STATED PROBLEM
Return each line of the data below exactly, omitting any pictures.

INPUT ROWS
--

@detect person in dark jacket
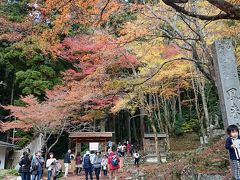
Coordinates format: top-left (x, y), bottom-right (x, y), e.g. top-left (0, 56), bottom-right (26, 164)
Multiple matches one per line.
top-left (19, 152), bottom-right (31, 180)
top-left (83, 151), bottom-right (93, 180)
top-left (225, 125), bottom-right (240, 180)
top-left (93, 152), bottom-right (102, 180)
top-left (31, 151), bottom-right (44, 180)
top-left (64, 149), bottom-right (71, 177)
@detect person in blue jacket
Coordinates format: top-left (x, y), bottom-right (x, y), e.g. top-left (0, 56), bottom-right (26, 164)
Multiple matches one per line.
top-left (83, 151), bottom-right (93, 180)
top-left (225, 125), bottom-right (240, 180)
top-left (64, 149), bottom-right (71, 177)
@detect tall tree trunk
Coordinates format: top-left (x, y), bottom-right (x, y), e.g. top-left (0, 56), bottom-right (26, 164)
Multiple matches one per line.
top-left (192, 71), bottom-right (206, 137)
top-left (126, 111), bottom-right (132, 144)
top-left (199, 74), bottom-right (210, 134)
top-left (139, 106), bottom-right (145, 143)
top-left (156, 94), bottom-right (165, 132)
top-left (148, 94), bottom-right (161, 164)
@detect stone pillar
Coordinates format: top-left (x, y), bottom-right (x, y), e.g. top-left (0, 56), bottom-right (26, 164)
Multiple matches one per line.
top-left (212, 39), bottom-right (240, 129)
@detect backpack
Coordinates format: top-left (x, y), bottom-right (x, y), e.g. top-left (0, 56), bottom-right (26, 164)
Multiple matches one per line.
top-left (111, 155), bottom-right (118, 166)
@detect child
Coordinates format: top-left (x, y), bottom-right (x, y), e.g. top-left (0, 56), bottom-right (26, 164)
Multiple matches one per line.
top-left (225, 125), bottom-right (240, 180)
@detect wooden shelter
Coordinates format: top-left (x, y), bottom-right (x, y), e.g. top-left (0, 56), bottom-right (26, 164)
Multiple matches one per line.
top-left (69, 132), bottom-right (113, 153)
top-left (143, 133), bottom-right (167, 161)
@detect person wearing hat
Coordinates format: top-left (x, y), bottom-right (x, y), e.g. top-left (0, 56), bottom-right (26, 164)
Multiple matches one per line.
top-left (83, 151), bottom-right (93, 180)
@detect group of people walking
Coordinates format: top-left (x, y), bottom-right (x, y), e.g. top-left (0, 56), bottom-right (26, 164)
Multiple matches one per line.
top-left (19, 145), bottom-right (120, 180)
top-left (19, 149), bottom-right (61, 180)
top-left (19, 149), bottom-right (61, 180)
top-left (64, 146), bottom-right (120, 180)
top-left (19, 143), bottom-right (140, 180)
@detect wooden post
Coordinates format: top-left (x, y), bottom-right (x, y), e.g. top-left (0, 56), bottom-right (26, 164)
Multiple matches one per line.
top-left (212, 39), bottom-right (240, 129)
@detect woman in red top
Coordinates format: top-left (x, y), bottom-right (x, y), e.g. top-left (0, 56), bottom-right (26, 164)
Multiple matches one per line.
top-left (108, 145), bottom-right (120, 179)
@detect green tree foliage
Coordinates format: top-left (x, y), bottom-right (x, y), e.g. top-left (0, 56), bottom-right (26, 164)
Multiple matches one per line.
top-left (0, 0), bottom-right (28, 22)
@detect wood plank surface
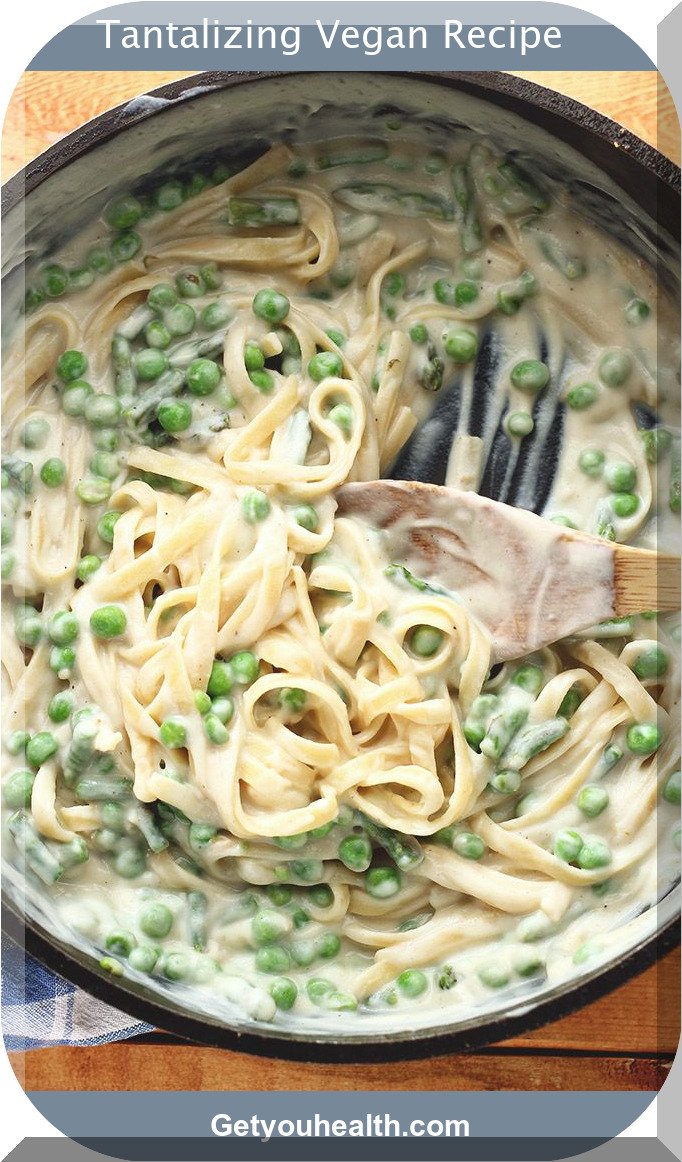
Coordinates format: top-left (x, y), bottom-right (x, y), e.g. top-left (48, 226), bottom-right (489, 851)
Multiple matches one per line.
top-left (2, 71), bottom-right (680, 181)
top-left (2, 72), bottom-right (680, 1090)
top-left (9, 1041), bottom-right (670, 1092)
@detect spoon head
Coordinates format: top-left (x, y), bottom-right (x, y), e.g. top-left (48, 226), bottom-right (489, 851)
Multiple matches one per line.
top-left (337, 480), bottom-right (615, 661)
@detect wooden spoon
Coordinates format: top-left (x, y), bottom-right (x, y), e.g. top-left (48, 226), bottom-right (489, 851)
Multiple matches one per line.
top-left (336, 480), bottom-right (680, 661)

--

EXERCISE RESPONSE
@detect person in dark jacket
Coordinates format: top-left (x, y), bottom-right (x, y), e.g. top-left (0, 56), bottom-right (26, 164)
Multiple matches one per line.
top-left (19, 152), bottom-right (31, 180)
top-left (83, 151), bottom-right (93, 180)
top-left (225, 125), bottom-right (240, 180)
top-left (93, 152), bottom-right (102, 180)
top-left (31, 151), bottom-right (44, 180)
top-left (64, 149), bottom-right (71, 177)
@detect person in blue jacket
Coordinates format: top-left (x, y), bottom-right (x, y), e.g. top-left (0, 56), bottom-right (26, 164)
Multiple matches one per line.
top-left (83, 151), bottom-right (93, 180)
top-left (225, 125), bottom-right (240, 180)
top-left (64, 149), bottom-right (71, 177)
@detect tall tree trunk
Coordinates format: top-left (x, y), bottom-right (x, y), e.g. top-left (0, 56), bottom-right (26, 164)
Multiple matches one per line.
top-left (192, 71), bottom-right (206, 137)
top-left (126, 111), bottom-right (132, 144)
top-left (199, 74), bottom-right (210, 134)
top-left (139, 106), bottom-right (145, 143)
top-left (156, 94), bottom-right (165, 132)
top-left (148, 94), bottom-right (161, 164)
@detect stone pillar
Coordinates format: top-left (x, y), bottom-right (x, y), e.g. top-left (0, 56), bottom-right (26, 164)
Multiple matches one per line.
top-left (212, 39), bottom-right (240, 129)
@detect backpack
Coordinates format: top-left (x, y), bottom-right (x, y), e.g. top-left (0, 56), bottom-right (26, 164)
Multiple matches one per line.
top-left (111, 155), bottom-right (118, 166)
@detect child
Coordinates format: top-left (x, y), bottom-right (x, y), e.g. top-left (0, 56), bottom-right (26, 164)
Multiple matches one per line.
top-left (225, 125), bottom-right (240, 180)
@detect wooden shelter
Coordinates format: top-left (x, y), bottom-right (x, y), e.g. top-left (0, 56), bottom-right (26, 164)
Multiple matches one per line.
top-left (69, 132), bottom-right (113, 153)
top-left (143, 133), bottom-right (167, 161)
@detect person wearing hat
Coordinates format: top-left (x, y), bottom-right (x, y), e.g. top-left (0, 56), bottom-right (26, 164)
Multiple matches one per line.
top-left (83, 151), bottom-right (93, 180)
@detect group of people walking
Coordinates format: top-left (x, y), bottom-right (x, y), e.g. top-left (0, 56), bottom-right (26, 164)
Multiple matches one per line.
top-left (19, 145), bottom-right (120, 180)
top-left (19, 149), bottom-right (61, 180)
top-left (19, 149), bottom-right (61, 180)
top-left (64, 146), bottom-right (120, 180)
top-left (19, 143), bottom-right (140, 180)
@detect wooden post
Coordinates format: top-left (x, y), bottom-right (x, y), e.g. top-left (0, 56), bottom-right (26, 164)
Multiple matches one per line.
top-left (212, 39), bottom-right (240, 129)
@detect woman in red top
Coordinates format: top-left (x, y), bottom-right (x, y), e.g. top-left (0, 56), bottom-right (26, 164)
Multiple matches one per line.
top-left (108, 145), bottom-right (120, 179)
@detect green tree foliage
Coordinates format: top-left (x, y), bottom-right (x, y), e.g. top-left (0, 56), bottom-right (26, 164)
Multiple matches one per line.
top-left (0, 0), bottom-right (28, 22)
@detect wood plank surface
Coordinates format: top-left (x, y), bottom-right (x, y), e.g. top-left (48, 226), bottom-right (489, 851)
Multiple matches one per line.
top-left (2, 71), bottom-right (680, 181)
top-left (2, 72), bottom-right (680, 1090)
top-left (9, 1041), bottom-right (670, 1092)
@detect spoon head
Coordinates format: top-left (x, y), bottom-right (x, y), e.g. top-left (48, 226), bottom-right (489, 851)
Multiple matches one per line.
top-left (337, 480), bottom-right (615, 661)
@detect wooden spoon
Coordinates format: top-left (x, y), bottom-right (x, y), e.g. top-left (48, 226), bottom-right (489, 851)
Multiple matches one per line.
top-left (336, 480), bottom-right (680, 661)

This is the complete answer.